• Try it
Using the material that follows, output exactly the lines from the one containing "In the photo above, where can the face" through the one containing "In the photo above, where can the hand be", with both ends kept.

• Data supplied
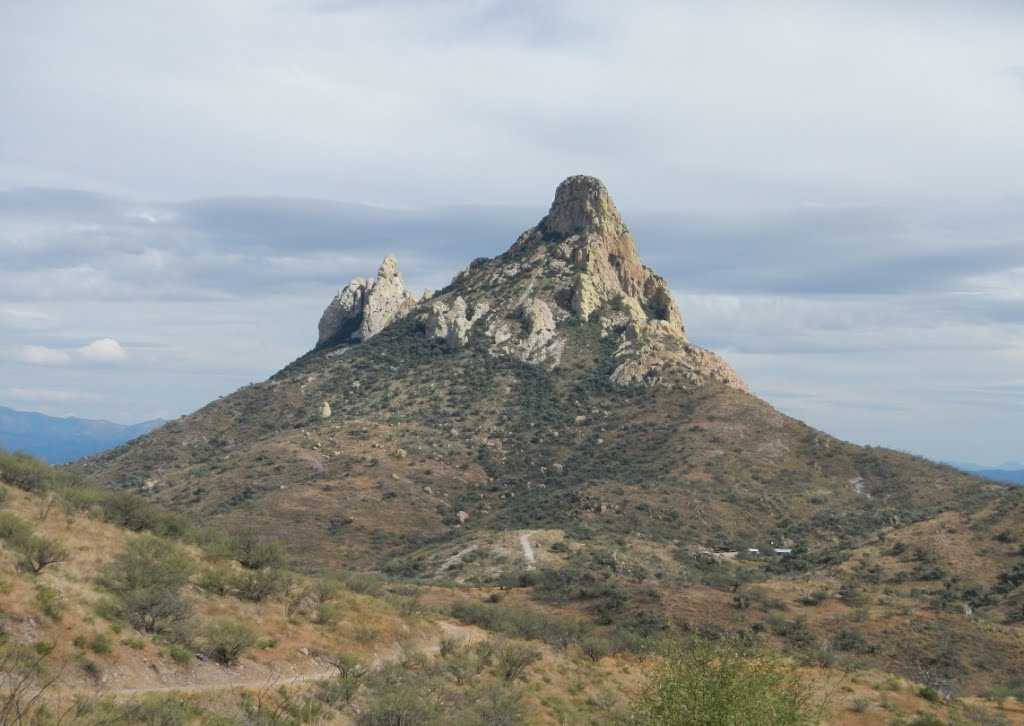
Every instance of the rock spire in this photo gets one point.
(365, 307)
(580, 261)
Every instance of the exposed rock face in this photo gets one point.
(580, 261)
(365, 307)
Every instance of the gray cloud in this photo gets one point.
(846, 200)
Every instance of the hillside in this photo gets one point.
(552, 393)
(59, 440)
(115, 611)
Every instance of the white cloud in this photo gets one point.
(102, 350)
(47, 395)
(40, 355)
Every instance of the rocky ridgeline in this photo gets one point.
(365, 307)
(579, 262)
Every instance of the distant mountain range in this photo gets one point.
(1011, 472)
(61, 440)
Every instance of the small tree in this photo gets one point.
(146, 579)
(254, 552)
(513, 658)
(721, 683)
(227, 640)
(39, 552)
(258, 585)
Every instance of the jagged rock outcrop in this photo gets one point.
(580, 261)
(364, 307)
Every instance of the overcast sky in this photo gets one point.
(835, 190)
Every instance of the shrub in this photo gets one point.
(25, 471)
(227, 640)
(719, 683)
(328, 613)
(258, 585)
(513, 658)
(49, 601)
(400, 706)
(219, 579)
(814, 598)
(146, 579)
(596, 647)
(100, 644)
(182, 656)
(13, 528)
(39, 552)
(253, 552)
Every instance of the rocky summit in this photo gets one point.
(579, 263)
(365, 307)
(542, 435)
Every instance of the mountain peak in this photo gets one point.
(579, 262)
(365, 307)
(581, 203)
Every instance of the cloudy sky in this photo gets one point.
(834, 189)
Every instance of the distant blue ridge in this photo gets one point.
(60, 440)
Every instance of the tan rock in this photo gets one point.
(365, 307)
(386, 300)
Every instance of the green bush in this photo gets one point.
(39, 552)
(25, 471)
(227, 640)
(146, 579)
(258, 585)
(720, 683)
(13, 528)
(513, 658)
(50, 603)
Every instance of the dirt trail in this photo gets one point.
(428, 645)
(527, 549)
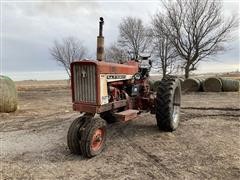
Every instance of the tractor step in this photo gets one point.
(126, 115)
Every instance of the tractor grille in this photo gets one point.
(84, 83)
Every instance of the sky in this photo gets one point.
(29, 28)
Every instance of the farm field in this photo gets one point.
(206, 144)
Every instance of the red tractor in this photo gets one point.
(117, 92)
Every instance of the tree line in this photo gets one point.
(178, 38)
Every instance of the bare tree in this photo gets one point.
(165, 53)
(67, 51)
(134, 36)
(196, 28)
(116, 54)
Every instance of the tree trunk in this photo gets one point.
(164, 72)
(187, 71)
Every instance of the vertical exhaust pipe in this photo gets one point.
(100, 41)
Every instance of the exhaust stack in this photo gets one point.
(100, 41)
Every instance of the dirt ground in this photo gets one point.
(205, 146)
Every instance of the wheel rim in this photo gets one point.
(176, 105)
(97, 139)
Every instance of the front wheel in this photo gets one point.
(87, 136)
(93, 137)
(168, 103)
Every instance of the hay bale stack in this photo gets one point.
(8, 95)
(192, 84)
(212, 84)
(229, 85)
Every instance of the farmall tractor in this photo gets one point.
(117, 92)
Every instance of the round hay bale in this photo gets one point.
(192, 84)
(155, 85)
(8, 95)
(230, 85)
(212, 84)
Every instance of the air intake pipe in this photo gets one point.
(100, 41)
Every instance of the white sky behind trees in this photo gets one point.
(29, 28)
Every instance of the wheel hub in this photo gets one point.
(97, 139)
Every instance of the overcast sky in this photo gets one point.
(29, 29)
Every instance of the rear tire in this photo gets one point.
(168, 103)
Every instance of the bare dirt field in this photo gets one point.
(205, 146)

==

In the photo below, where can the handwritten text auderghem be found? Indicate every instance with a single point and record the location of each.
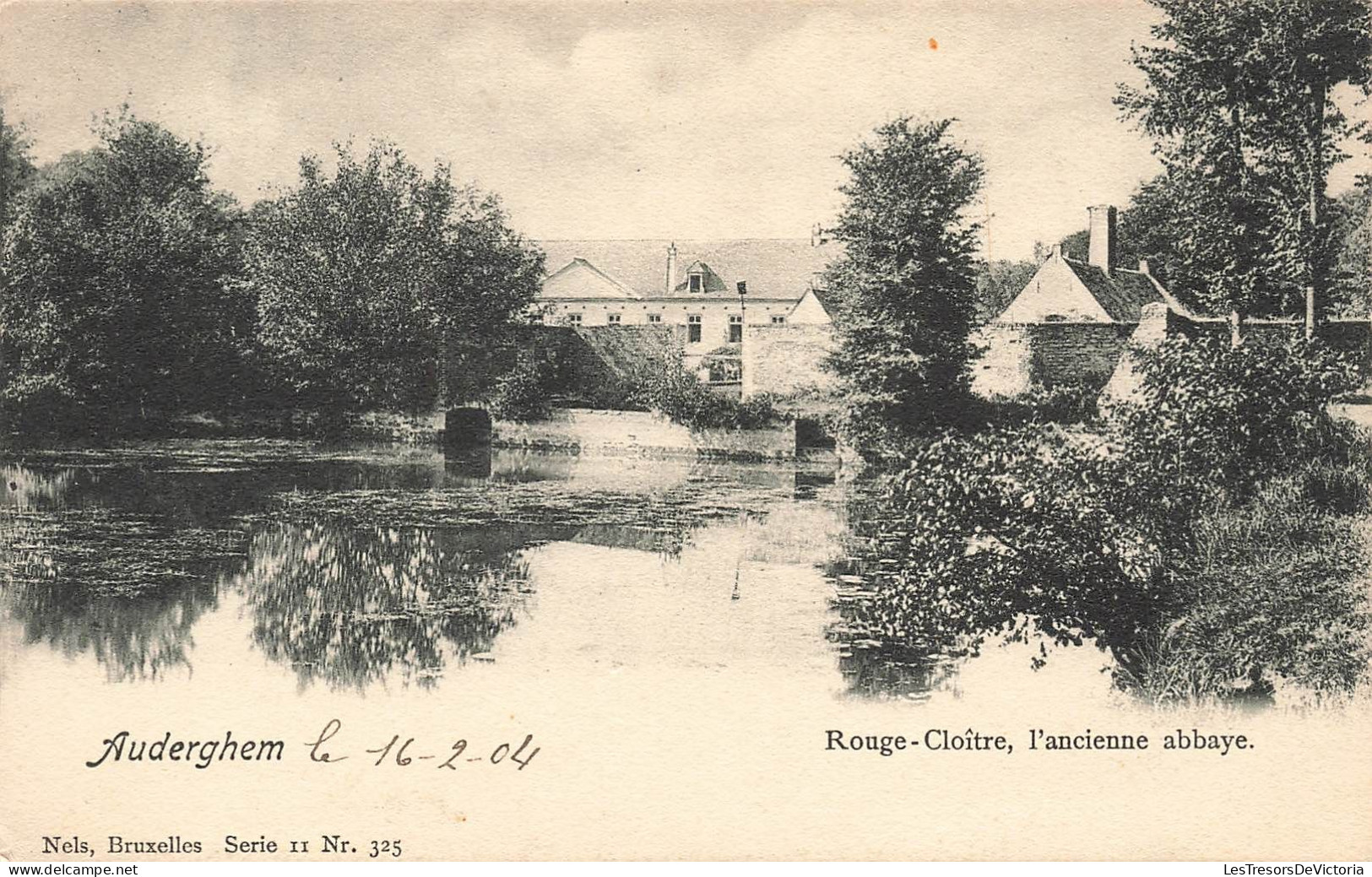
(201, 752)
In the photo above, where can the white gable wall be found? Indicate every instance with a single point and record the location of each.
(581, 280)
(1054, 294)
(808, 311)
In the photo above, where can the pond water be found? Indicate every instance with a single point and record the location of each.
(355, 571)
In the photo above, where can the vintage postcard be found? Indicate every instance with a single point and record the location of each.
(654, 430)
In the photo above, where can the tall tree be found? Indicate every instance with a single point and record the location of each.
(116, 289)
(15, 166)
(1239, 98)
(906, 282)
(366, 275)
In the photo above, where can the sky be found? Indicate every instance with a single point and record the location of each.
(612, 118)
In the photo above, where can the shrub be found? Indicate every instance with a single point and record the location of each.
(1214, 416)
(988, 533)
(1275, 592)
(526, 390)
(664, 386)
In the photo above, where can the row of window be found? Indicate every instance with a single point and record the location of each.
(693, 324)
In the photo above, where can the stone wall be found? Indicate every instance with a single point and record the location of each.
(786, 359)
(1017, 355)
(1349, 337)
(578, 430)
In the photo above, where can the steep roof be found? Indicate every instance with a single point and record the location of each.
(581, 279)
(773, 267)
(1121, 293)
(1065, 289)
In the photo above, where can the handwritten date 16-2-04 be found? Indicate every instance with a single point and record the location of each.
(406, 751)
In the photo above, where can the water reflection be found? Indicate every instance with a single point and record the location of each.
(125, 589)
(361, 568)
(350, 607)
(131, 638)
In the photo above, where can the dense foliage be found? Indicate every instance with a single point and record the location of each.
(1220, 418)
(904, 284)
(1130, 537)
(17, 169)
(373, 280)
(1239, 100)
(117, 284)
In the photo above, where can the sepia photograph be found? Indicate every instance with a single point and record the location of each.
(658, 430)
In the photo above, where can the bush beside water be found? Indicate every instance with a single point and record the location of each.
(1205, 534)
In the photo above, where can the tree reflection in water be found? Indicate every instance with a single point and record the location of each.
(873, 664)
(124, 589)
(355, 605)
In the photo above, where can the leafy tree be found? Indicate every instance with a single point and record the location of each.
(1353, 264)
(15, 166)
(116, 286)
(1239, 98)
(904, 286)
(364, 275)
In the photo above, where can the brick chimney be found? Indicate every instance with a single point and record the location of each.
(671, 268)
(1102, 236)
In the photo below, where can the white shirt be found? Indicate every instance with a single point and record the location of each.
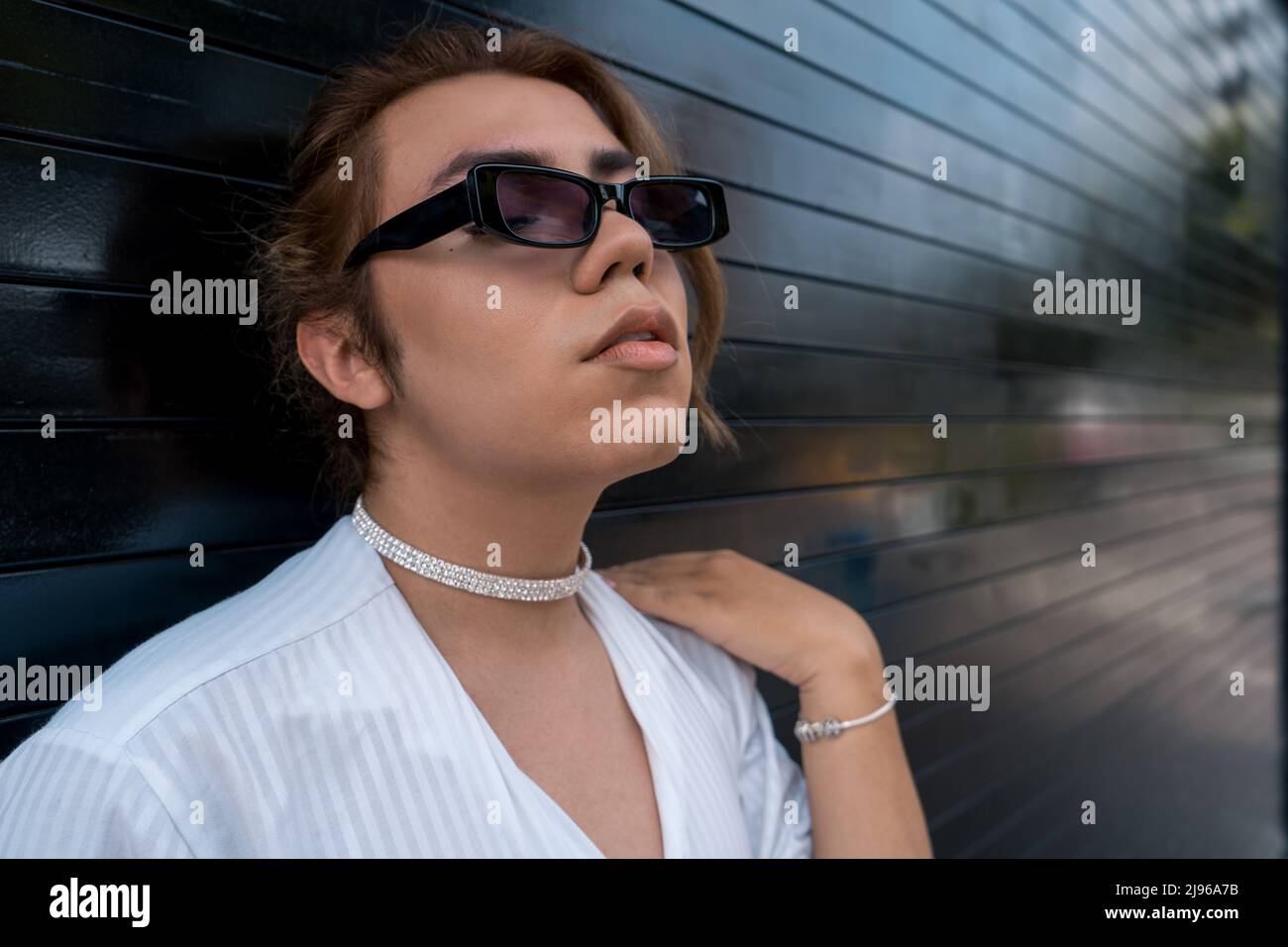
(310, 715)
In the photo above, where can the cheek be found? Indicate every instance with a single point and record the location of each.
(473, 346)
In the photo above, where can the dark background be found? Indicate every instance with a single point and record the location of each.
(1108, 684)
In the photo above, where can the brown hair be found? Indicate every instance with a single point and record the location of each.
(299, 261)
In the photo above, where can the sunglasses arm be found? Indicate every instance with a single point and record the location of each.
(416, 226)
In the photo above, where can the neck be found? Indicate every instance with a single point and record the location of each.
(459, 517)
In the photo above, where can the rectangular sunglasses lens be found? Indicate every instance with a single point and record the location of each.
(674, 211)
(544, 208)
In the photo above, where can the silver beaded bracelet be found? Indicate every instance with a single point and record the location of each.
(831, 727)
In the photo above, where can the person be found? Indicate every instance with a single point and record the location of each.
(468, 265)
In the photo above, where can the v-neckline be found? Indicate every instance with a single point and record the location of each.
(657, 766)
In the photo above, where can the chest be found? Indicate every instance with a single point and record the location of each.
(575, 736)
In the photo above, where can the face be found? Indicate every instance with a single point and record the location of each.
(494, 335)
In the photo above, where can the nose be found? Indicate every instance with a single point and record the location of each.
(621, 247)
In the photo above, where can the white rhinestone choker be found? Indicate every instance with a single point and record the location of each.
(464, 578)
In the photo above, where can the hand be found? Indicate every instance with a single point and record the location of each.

• Task result
In the photo above, where can the face be found? Indicate every instance with a single point and record the location of each.
(494, 335)
In the photo above, where can the nose be found? Indicate every instance with a single point and record the location of each.
(621, 247)
In the photo above, where can the white rhinestone choker be found? Indicate every instance with a single point and record the location of each.
(464, 578)
In the photo above, where can the hand be found? Indicate every instance with a single point and record the location of each.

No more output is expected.